**Page extract:**
I’m working on a Rails app that needs to expose a RESTful web service.
I’m curious to know some of the best practices as it relates to RESTful
API design.
Let’s say I have a set of related objects on the server side. I’ll use
the venerable subscribers, subscriptions and magazines example to lay it
out.
class Subscriber < AR
has_many :subscriptions
has_many :magazines, :through => :subscriptions
end
class Subscription < AR
belongs_to :subscriber
belongs_to :magazine
end
class Magazine < AR
has_many :subscriptions
has_many :subscribers, :through => :subscriptions
end
Does it make sense for this relationship to get exposed through the REST
API? Put another way, does it make sense to support a GET operation
where the URL looks like this?

**Goal 1:** Copy out the entries below, everything from the first one down to the line containing "x=249, y=49", with both ends included. Leave the pictures out of your copy.

**Material for this task:**
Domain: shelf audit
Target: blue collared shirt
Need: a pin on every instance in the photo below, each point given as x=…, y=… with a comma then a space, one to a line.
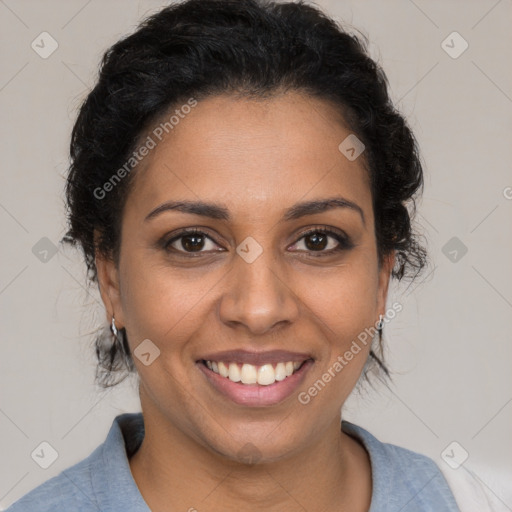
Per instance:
x=403, y=481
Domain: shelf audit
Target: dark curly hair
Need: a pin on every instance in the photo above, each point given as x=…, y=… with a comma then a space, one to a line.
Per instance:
x=249, y=49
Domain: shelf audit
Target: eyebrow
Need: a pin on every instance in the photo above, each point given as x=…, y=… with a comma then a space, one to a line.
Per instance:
x=219, y=212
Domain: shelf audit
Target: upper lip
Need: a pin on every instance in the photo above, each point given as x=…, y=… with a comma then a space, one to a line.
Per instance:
x=257, y=358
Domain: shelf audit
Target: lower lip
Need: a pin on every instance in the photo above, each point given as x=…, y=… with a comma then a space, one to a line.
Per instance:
x=256, y=395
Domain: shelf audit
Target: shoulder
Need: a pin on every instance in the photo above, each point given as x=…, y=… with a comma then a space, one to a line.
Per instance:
x=71, y=490
x=403, y=479
x=102, y=481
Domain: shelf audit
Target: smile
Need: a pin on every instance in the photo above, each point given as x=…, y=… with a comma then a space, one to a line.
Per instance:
x=255, y=379
x=264, y=375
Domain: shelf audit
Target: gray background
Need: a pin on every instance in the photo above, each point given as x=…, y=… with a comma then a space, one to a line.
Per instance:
x=449, y=347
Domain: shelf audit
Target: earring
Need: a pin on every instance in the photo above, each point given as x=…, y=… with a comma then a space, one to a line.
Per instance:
x=113, y=328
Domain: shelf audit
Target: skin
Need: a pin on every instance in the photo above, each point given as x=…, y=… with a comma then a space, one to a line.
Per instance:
x=256, y=158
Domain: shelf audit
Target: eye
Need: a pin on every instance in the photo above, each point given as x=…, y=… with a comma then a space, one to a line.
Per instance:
x=324, y=241
x=190, y=241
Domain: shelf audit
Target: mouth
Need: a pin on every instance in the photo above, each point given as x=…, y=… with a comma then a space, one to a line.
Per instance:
x=255, y=379
x=245, y=373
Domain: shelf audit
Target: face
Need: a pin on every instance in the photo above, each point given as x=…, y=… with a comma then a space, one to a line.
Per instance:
x=264, y=279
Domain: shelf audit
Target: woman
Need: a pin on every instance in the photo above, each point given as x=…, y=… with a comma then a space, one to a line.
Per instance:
x=239, y=185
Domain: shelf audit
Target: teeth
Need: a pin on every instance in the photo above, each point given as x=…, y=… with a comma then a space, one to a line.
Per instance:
x=250, y=374
x=234, y=372
x=223, y=369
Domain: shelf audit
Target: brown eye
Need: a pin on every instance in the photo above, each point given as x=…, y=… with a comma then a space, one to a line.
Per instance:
x=324, y=241
x=190, y=241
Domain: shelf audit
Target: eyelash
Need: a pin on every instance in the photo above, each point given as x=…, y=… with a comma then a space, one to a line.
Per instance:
x=344, y=242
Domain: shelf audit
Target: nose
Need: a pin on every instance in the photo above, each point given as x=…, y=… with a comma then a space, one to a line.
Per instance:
x=258, y=297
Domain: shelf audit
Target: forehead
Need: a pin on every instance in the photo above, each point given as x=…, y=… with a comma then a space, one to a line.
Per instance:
x=251, y=154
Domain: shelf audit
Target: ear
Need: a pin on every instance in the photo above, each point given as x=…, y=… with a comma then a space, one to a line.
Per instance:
x=108, y=283
x=383, y=285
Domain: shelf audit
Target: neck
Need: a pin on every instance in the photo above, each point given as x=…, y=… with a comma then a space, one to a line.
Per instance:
x=175, y=472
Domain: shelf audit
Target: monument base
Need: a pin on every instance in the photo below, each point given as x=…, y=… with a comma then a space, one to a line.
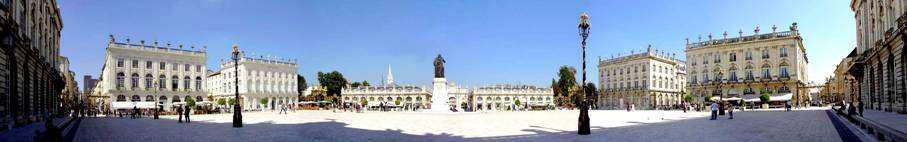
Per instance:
x=439, y=96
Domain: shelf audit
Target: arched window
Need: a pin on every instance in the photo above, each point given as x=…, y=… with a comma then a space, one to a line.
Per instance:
x=198, y=83
x=162, y=82
x=134, y=81
x=148, y=79
x=121, y=98
x=121, y=80
x=782, y=69
x=186, y=83
x=174, y=83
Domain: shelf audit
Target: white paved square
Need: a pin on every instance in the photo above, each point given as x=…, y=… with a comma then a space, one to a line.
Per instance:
x=804, y=125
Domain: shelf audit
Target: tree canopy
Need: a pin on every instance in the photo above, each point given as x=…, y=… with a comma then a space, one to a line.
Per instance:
x=333, y=82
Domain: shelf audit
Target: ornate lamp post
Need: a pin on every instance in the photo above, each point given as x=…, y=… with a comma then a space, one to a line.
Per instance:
x=237, y=111
x=583, y=106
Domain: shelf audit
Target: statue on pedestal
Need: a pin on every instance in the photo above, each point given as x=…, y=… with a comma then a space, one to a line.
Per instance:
x=439, y=66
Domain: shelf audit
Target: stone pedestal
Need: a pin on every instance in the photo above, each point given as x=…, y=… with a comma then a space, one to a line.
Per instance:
x=439, y=95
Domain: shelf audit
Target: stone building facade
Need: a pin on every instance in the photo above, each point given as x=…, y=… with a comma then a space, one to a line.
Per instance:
x=741, y=69
x=30, y=81
x=147, y=75
x=647, y=80
x=880, y=67
x=502, y=97
x=261, y=79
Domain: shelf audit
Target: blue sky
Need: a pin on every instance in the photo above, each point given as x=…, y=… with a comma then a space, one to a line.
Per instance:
x=484, y=42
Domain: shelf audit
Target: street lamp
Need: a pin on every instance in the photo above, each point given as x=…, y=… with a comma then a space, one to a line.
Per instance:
x=583, y=107
x=237, y=111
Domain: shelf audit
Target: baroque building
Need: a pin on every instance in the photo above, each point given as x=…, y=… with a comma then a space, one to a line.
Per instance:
x=647, y=80
x=510, y=97
x=267, y=79
x=880, y=64
x=741, y=69
x=389, y=93
x=147, y=75
x=30, y=78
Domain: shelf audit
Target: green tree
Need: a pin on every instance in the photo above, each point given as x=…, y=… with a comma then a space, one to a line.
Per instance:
x=190, y=102
x=592, y=92
x=764, y=98
x=263, y=101
x=221, y=102
x=333, y=83
x=566, y=79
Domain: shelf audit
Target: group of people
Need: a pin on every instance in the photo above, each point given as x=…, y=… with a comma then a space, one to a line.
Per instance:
x=184, y=111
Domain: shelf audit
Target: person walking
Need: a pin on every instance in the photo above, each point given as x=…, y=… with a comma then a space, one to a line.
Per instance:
x=179, y=111
x=188, y=109
x=714, y=109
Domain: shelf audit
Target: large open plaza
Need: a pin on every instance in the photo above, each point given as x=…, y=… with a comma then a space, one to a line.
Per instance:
x=764, y=125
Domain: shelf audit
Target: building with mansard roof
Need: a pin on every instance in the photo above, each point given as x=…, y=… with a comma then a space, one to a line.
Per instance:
x=267, y=79
x=647, y=80
x=143, y=75
x=742, y=68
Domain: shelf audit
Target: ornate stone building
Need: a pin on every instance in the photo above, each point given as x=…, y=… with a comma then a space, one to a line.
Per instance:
x=646, y=80
x=741, y=69
x=261, y=79
x=30, y=81
x=880, y=67
x=510, y=97
x=146, y=75
x=389, y=93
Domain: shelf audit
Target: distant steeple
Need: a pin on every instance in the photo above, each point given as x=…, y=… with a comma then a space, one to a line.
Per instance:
x=390, y=76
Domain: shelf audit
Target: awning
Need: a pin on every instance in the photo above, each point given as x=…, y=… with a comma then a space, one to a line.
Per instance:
x=130, y=105
x=773, y=98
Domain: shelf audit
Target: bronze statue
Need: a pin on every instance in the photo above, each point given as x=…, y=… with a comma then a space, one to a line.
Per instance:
x=439, y=67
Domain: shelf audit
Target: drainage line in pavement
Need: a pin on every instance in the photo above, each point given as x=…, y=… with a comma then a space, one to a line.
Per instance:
x=843, y=131
x=72, y=131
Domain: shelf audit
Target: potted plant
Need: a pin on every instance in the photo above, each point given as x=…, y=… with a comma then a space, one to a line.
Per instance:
x=765, y=99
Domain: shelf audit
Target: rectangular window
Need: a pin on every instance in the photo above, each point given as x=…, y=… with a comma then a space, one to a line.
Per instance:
x=783, y=52
x=749, y=55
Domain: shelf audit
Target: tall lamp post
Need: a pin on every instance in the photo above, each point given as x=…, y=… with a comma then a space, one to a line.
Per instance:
x=583, y=106
x=237, y=111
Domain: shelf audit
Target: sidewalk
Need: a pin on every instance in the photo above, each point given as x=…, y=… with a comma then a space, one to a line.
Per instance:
x=27, y=132
x=892, y=120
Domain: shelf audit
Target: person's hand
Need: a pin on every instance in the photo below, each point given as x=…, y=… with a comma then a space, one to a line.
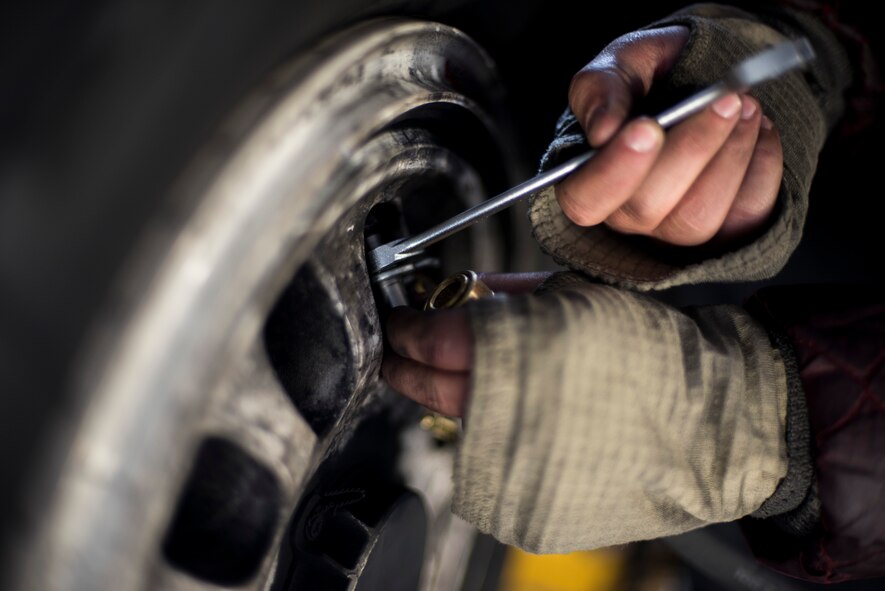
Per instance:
x=716, y=175
x=432, y=352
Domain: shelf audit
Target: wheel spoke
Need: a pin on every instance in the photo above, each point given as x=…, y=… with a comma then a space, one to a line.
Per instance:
x=254, y=411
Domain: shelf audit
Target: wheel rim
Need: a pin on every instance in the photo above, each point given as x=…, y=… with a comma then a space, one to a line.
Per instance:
x=373, y=114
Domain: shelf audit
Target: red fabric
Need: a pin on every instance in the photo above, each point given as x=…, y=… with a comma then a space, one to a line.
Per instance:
x=839, y=338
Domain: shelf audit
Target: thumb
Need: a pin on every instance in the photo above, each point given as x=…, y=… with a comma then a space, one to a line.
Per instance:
x=601, y=95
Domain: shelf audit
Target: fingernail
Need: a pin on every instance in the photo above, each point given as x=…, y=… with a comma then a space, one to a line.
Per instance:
x=728, y=106
x=748, y=108
x=642, y=136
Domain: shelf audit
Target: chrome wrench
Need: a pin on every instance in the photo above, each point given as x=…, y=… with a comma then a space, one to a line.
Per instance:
x=765, y=65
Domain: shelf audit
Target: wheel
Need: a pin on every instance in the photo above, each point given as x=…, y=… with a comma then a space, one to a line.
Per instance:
x=229, y=425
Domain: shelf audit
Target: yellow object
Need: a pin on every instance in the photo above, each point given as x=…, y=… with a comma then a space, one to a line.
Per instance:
x=598, y=570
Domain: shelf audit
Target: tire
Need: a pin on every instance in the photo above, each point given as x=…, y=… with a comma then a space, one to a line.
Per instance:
x=204, y=374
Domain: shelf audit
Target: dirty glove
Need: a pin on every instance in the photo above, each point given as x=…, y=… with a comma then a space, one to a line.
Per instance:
x=802, y=106
x=598, y=416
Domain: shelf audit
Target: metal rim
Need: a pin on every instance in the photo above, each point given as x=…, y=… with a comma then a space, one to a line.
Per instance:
x=285, y=186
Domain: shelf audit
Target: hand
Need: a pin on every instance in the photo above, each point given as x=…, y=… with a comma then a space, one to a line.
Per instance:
x=432, y=352
x=716, y=175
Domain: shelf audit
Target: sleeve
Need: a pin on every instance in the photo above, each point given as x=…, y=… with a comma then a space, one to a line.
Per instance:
x=804, y=106
x=834, y=529
x=663, y=422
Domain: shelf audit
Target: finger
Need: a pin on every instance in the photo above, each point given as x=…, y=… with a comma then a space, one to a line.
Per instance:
x=702, y=211
x=758, y=193
x=690, y=147
x=592, y=193
x=602, y=100
x=441, y=339
x=514, y=283
x=443, y=391
x=601, y=94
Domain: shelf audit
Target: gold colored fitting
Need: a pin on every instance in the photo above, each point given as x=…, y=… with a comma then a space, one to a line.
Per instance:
x=456, y=290
x=444, y=429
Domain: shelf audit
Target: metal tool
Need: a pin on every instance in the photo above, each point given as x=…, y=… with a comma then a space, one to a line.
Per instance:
x=765, y=65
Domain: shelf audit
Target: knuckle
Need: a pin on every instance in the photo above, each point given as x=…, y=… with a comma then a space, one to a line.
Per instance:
x=637, y=216
x=687, y=228
x=576, y=208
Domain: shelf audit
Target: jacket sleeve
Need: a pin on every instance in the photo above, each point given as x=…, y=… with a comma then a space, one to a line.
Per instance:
x=836, y=531
x=803, y=106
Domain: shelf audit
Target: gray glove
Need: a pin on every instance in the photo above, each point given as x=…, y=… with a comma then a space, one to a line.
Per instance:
x=600, y=416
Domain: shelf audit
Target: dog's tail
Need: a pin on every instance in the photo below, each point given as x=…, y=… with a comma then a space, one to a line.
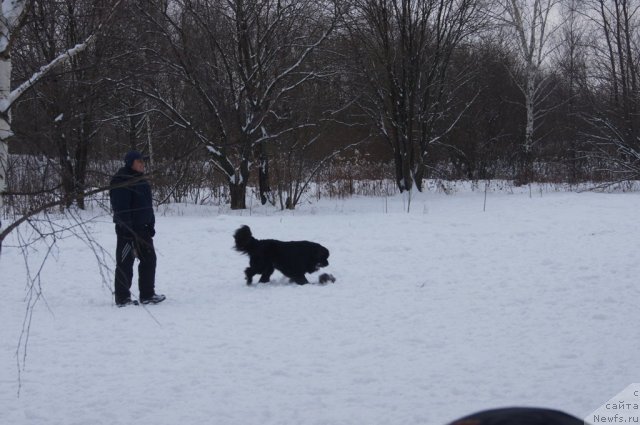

**Goal 2:** Check each statement against the post on RESTful API design and answer yes or no, quoting the deciding words. (a) The writer is building a Rails app that needs to expose a RESTful web service. (b) The Subscription class has many magazines. (c) The Magazine class has many subscribers through subscriptions.

**Full answer 1:**
Domain: shelf audit
Target: blue collared shirt
Need: a pin on every instance in the photo below, each point given as x=…, y=… with a comma then a space, one to a line.
Per instance:
x=403, y=481
Domain: shelf audit
Target: dark curly hair
Need: a pin on every instance in the photo above, each point given as x=…, y=… with a comma then a space, one to a line.
Per instance:
x=249, y=49

**Full answer 2:**
(a) Yes: "I’m working on a Rails app that needs to expose a RESTful web service."
(b) No: "belongs_to :magazine"
(c) Yes: "has_many :subscribers, :through => :subscriptions"